■ **Location labeling records**:
-- start --

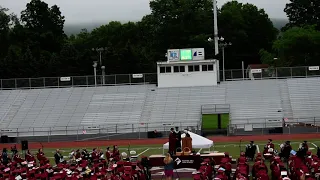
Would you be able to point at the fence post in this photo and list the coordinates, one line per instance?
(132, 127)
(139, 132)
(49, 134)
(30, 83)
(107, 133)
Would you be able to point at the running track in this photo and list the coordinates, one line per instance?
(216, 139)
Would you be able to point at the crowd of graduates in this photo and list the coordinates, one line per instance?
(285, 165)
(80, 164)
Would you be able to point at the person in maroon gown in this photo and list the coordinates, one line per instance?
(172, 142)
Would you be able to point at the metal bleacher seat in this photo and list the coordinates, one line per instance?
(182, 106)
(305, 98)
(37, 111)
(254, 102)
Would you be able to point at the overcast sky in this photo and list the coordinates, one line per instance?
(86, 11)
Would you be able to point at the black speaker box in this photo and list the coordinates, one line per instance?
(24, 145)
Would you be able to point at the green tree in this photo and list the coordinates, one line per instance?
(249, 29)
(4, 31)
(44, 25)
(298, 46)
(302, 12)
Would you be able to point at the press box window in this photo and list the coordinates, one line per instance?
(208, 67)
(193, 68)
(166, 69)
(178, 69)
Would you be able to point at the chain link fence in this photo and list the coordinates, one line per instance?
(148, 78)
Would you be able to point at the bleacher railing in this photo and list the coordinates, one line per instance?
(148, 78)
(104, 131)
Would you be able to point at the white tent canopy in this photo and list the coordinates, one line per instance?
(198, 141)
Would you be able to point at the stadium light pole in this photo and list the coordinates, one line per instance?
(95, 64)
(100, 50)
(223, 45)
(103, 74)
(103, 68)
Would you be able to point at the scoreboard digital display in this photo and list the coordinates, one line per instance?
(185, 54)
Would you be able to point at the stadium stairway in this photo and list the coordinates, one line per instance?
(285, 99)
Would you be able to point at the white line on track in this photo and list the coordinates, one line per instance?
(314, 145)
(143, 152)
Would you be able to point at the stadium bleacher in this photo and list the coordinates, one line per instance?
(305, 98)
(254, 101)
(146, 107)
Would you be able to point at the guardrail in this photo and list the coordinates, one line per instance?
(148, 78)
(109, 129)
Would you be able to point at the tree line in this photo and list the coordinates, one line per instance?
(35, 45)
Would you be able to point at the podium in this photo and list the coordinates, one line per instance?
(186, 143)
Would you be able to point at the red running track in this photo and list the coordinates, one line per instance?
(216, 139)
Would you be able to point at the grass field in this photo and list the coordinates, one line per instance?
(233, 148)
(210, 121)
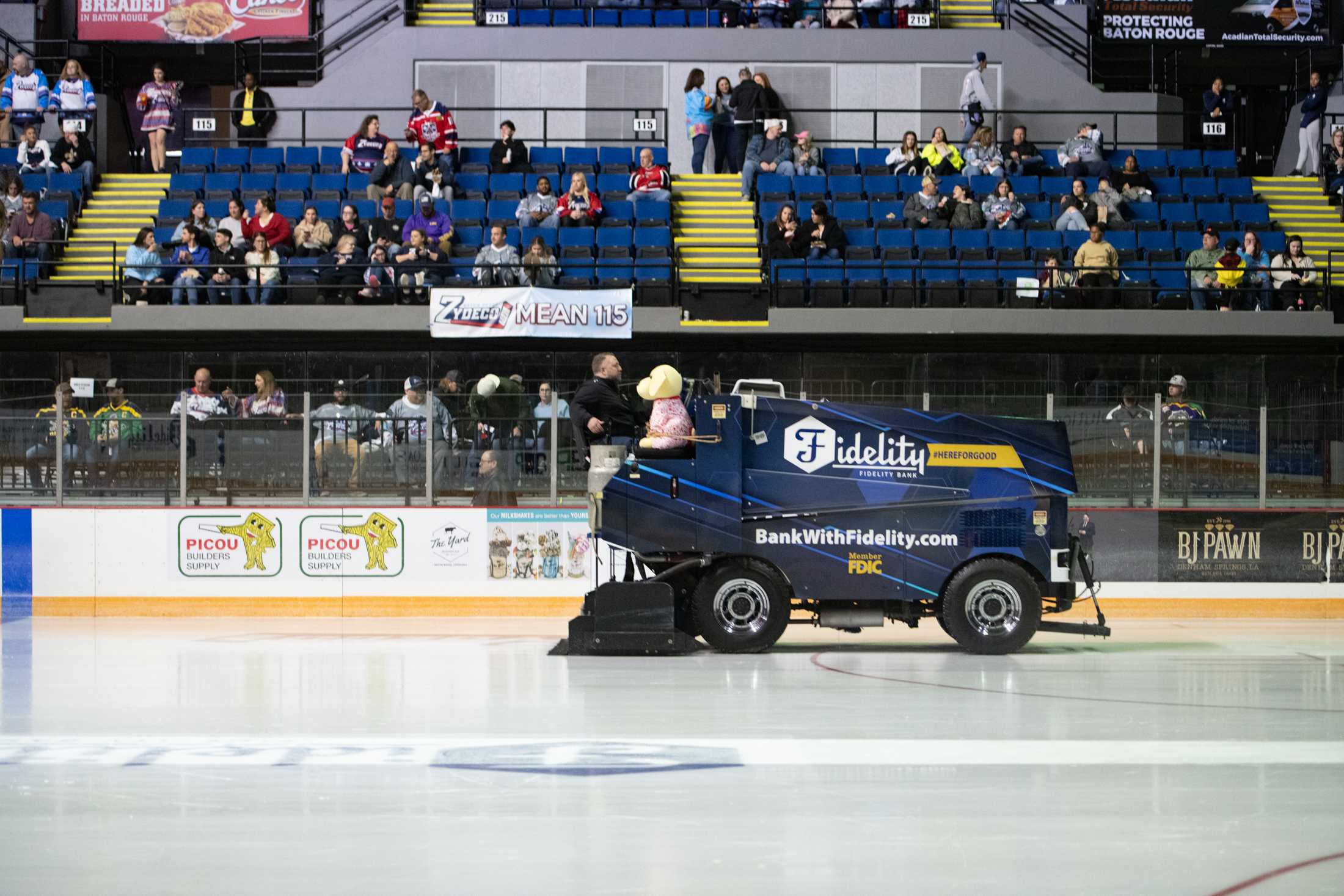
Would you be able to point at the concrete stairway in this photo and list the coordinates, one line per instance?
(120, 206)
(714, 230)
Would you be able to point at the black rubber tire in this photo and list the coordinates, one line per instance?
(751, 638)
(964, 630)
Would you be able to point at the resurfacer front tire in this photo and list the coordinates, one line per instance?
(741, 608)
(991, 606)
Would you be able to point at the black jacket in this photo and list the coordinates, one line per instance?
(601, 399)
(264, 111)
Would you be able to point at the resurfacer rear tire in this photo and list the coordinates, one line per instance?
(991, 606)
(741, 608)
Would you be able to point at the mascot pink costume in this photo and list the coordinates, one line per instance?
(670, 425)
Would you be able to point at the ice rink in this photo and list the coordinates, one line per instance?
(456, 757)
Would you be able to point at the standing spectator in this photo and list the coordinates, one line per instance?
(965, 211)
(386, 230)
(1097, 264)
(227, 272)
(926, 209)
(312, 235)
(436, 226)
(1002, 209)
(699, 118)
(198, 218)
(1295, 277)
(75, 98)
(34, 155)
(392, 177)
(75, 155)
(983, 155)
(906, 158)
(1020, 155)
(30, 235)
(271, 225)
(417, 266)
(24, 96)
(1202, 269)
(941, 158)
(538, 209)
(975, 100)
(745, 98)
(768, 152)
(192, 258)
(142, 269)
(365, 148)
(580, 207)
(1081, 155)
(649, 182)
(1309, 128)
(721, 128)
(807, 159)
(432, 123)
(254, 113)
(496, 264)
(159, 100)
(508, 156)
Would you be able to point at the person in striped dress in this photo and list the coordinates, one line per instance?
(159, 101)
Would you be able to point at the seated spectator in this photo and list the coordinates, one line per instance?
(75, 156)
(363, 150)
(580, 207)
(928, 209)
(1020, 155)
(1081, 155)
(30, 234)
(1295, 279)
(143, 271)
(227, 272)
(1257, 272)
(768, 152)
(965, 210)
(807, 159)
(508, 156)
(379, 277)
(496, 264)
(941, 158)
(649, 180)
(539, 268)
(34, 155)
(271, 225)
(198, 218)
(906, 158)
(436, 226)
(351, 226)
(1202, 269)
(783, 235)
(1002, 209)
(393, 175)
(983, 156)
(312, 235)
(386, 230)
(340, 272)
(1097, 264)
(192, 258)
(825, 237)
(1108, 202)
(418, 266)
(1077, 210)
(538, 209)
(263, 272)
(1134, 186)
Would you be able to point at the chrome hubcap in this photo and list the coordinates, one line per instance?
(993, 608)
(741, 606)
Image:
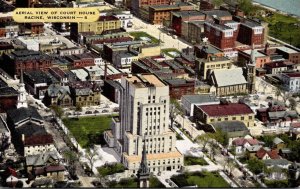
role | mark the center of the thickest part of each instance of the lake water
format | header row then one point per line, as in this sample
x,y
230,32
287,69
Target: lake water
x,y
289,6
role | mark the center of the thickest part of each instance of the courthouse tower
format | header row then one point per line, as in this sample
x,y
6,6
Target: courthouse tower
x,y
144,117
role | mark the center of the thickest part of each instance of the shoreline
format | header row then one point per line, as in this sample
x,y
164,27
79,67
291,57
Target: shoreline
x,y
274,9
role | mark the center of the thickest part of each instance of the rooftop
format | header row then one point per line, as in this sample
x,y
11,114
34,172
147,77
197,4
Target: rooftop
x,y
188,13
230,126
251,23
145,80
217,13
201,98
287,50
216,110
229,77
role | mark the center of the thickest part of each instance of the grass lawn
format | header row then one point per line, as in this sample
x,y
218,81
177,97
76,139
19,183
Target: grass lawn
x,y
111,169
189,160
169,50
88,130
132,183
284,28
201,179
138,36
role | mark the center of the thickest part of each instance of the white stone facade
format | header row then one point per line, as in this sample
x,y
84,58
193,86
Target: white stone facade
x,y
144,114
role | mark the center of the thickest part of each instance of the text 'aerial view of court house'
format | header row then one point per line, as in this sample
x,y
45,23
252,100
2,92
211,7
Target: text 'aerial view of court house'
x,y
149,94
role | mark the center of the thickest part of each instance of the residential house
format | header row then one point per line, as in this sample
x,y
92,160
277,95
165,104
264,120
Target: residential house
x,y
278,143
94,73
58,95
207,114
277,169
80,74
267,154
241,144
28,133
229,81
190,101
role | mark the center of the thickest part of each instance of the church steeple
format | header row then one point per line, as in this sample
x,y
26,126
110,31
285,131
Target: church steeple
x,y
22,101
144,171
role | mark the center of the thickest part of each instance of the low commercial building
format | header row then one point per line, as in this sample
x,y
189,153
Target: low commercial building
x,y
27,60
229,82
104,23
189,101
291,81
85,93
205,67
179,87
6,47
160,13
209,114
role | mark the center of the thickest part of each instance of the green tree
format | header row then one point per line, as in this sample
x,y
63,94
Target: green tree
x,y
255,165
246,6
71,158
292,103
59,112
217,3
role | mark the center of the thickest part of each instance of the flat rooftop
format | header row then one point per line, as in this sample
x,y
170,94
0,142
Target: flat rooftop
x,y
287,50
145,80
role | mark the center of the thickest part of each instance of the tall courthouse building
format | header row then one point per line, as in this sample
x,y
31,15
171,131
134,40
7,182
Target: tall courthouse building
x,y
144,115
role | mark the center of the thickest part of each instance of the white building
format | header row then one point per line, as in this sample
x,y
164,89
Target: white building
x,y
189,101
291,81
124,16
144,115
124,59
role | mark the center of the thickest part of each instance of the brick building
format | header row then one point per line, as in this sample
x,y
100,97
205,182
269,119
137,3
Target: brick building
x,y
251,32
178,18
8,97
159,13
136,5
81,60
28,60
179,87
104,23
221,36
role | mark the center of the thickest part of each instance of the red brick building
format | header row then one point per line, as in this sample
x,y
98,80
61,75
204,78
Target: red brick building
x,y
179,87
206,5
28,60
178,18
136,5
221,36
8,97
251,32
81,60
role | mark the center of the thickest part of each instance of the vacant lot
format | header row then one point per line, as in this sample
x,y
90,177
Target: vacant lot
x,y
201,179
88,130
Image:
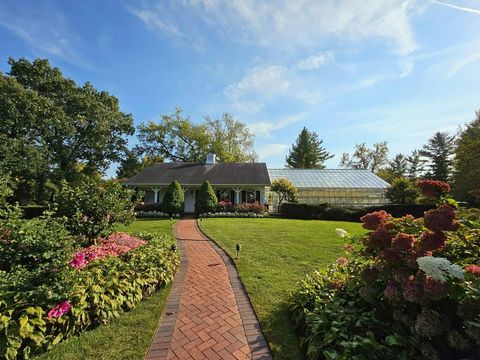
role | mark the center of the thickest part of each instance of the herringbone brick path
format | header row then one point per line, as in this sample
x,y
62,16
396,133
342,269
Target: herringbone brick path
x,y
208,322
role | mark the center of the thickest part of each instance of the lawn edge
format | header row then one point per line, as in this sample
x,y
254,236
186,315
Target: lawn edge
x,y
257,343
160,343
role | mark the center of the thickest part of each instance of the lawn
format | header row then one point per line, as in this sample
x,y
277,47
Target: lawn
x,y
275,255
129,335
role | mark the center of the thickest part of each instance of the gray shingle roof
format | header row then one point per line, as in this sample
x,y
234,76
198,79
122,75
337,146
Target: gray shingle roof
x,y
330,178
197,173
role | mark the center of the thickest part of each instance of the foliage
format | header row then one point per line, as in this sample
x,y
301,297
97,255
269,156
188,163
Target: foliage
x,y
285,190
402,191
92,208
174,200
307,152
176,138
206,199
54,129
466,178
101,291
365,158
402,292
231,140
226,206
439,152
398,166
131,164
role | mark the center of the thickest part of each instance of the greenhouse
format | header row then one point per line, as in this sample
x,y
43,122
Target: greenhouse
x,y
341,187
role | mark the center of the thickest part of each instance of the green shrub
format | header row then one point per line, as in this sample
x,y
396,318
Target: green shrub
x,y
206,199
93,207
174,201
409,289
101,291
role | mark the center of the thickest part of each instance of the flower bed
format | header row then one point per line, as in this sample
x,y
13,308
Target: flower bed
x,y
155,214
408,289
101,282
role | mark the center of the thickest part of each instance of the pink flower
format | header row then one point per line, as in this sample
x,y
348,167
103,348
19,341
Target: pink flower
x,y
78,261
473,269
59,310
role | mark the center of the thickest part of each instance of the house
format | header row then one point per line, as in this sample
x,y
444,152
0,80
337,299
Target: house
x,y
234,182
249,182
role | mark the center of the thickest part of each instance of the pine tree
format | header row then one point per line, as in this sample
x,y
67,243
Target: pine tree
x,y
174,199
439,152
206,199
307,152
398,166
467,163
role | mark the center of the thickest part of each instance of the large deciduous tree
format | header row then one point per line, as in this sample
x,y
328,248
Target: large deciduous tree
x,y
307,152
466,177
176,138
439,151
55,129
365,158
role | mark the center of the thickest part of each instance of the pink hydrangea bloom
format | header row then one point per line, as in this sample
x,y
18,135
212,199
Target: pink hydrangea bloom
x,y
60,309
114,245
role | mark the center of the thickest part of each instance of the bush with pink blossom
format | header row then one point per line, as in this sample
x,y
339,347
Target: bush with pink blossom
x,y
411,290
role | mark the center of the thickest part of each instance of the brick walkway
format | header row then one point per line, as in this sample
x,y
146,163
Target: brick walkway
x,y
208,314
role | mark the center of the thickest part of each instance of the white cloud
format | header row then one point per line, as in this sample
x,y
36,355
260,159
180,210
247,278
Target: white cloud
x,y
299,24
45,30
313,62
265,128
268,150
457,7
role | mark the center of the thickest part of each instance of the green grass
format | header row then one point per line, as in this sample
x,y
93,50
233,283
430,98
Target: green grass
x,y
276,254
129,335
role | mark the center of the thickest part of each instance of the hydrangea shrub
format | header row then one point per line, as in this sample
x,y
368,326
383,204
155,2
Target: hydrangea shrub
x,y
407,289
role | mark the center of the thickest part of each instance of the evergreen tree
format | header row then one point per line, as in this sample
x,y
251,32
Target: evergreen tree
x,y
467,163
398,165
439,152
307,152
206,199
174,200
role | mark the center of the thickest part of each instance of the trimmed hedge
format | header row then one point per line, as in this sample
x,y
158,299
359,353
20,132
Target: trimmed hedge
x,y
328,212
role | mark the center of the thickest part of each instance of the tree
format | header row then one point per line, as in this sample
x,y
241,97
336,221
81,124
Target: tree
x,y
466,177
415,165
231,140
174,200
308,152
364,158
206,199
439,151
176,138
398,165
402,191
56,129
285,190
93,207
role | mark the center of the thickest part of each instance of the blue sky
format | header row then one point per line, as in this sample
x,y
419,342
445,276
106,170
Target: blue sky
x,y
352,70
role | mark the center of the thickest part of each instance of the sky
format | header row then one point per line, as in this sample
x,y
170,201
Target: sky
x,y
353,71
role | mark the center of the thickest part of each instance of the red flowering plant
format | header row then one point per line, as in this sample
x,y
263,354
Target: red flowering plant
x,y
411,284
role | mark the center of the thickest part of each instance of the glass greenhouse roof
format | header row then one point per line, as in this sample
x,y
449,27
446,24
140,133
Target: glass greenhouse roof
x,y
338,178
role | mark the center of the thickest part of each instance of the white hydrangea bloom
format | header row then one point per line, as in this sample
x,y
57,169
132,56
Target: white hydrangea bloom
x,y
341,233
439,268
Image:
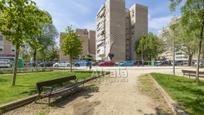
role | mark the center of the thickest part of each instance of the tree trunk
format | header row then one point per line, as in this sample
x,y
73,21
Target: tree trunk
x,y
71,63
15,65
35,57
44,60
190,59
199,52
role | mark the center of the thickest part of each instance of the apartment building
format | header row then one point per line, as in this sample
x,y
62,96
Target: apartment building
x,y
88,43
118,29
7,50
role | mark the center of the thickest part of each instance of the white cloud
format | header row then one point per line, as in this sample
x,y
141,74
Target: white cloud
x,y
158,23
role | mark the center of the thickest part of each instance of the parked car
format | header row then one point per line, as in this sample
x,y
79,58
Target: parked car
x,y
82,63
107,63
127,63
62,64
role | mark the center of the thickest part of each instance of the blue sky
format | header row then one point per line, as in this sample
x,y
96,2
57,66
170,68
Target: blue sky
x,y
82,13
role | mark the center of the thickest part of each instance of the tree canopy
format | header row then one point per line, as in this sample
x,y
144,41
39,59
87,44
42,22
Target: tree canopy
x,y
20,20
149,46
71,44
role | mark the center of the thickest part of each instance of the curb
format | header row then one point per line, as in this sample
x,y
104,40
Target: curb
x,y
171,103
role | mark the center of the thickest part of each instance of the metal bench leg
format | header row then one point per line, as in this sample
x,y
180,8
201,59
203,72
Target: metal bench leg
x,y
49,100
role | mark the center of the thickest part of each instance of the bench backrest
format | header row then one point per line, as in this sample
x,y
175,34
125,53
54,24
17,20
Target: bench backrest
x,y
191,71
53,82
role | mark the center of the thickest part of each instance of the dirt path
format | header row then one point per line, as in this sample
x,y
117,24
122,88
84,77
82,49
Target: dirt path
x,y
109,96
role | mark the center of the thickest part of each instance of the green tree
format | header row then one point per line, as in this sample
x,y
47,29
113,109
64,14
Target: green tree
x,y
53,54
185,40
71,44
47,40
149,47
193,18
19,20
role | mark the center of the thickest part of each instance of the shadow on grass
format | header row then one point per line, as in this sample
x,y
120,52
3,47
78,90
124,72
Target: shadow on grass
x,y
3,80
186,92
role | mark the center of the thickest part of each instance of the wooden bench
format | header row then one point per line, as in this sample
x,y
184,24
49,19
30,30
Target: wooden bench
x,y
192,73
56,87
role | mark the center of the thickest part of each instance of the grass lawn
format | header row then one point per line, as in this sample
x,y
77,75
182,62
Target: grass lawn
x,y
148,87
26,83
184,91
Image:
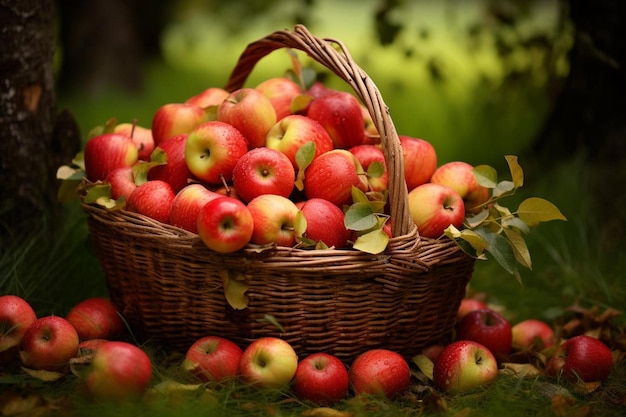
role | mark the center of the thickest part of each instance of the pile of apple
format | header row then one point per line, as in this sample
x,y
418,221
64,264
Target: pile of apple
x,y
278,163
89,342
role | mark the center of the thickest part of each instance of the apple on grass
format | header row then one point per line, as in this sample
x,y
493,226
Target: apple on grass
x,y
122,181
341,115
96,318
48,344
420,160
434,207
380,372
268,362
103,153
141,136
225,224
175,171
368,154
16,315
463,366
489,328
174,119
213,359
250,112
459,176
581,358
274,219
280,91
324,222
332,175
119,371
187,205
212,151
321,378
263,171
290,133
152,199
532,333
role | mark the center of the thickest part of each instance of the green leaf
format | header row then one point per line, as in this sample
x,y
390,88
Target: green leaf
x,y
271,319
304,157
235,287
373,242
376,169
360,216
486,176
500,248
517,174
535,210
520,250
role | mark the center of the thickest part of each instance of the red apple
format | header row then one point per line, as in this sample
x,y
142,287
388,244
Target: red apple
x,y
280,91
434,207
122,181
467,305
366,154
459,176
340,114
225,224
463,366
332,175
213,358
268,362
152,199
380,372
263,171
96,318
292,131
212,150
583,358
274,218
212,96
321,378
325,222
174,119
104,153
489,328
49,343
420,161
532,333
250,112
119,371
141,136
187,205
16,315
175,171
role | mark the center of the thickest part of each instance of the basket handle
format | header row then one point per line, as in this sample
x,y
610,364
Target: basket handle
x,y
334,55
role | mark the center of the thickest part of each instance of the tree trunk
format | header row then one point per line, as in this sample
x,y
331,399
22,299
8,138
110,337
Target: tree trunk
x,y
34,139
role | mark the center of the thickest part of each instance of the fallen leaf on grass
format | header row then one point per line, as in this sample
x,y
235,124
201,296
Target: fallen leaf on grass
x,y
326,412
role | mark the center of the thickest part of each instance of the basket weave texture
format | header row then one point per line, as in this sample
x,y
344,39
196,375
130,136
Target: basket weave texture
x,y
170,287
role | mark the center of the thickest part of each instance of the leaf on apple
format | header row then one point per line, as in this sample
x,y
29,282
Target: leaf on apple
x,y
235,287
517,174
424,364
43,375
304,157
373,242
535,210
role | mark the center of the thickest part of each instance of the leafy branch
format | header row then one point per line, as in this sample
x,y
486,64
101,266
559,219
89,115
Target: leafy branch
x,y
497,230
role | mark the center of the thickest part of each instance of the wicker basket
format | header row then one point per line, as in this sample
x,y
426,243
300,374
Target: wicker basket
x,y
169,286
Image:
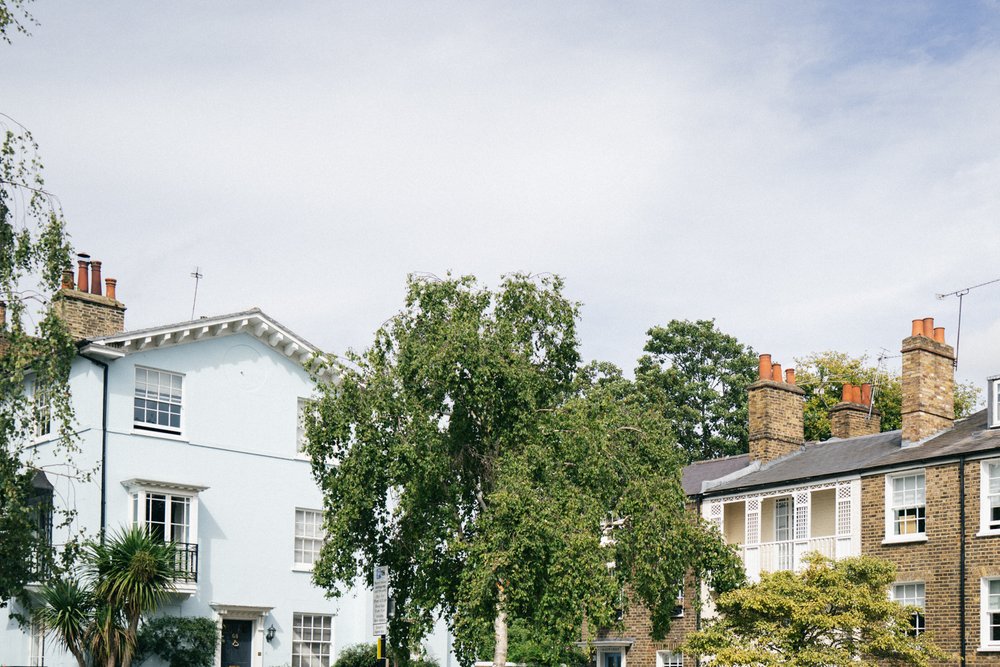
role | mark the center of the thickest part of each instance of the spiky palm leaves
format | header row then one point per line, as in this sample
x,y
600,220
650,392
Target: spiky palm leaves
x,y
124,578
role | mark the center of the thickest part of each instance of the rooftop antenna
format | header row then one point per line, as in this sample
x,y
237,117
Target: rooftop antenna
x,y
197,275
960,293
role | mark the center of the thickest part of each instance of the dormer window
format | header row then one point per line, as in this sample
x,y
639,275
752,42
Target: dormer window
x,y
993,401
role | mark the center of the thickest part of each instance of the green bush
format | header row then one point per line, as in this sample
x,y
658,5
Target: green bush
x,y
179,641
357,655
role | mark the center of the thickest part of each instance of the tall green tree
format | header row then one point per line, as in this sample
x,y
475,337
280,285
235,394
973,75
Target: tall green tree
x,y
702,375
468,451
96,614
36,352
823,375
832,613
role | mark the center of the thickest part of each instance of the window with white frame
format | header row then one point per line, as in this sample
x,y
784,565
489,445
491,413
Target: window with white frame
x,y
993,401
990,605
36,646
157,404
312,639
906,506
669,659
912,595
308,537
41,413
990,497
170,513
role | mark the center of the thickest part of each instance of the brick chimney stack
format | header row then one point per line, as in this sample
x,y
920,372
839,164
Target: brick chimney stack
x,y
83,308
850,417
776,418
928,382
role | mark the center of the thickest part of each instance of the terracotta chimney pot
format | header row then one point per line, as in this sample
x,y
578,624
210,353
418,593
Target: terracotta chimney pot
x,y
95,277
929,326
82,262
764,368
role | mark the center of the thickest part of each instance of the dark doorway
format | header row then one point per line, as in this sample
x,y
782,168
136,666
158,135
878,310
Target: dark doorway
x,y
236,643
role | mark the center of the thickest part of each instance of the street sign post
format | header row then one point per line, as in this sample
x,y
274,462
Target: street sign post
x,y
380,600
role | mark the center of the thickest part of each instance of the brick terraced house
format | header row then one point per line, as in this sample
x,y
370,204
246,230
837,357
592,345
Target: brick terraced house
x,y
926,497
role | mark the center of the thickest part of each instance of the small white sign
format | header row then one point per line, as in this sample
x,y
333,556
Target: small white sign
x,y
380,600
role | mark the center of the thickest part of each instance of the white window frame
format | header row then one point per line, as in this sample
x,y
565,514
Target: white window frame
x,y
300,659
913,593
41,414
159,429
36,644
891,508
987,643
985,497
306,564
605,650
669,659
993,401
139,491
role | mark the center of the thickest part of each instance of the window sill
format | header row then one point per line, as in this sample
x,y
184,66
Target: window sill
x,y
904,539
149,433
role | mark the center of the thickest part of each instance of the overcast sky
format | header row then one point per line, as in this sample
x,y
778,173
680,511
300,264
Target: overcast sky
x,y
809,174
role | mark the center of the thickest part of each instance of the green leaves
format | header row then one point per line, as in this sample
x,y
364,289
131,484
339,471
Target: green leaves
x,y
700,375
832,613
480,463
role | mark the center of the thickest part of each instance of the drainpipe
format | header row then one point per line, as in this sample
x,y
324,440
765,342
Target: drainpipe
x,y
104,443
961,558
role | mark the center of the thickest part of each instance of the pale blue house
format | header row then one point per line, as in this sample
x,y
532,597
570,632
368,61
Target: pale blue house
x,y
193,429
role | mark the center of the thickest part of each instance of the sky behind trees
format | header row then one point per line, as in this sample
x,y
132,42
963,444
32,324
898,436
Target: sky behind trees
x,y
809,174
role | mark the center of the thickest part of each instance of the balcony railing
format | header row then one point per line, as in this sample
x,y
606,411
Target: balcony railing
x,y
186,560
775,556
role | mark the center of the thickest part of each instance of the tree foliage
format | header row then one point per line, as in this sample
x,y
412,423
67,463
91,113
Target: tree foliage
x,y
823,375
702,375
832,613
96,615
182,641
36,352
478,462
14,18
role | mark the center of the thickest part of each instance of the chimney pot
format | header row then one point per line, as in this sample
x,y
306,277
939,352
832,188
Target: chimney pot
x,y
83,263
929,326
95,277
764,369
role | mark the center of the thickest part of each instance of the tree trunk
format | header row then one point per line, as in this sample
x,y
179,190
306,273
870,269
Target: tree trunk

-- end --

■ **TASK PROMPT**: Print nothing but the lines from the line with "the chimney pot" to the last line of the records above. Both of those lines count.

■ **THE OUTPUT**:
role | mark the center of the thickest part of each instance of the chimney pot
format | header row then one point per line, as in this sample
x,y
306,277
939,352
832,188
Target: chimney pot
x,y
83,263
929,326
95,277
764,369
role | mark the center of the thickest part of each instance of the tree trunk
format | header row then one point per line, as in this sample
x,y
179,190
306,273
870,269
Target: tree trunk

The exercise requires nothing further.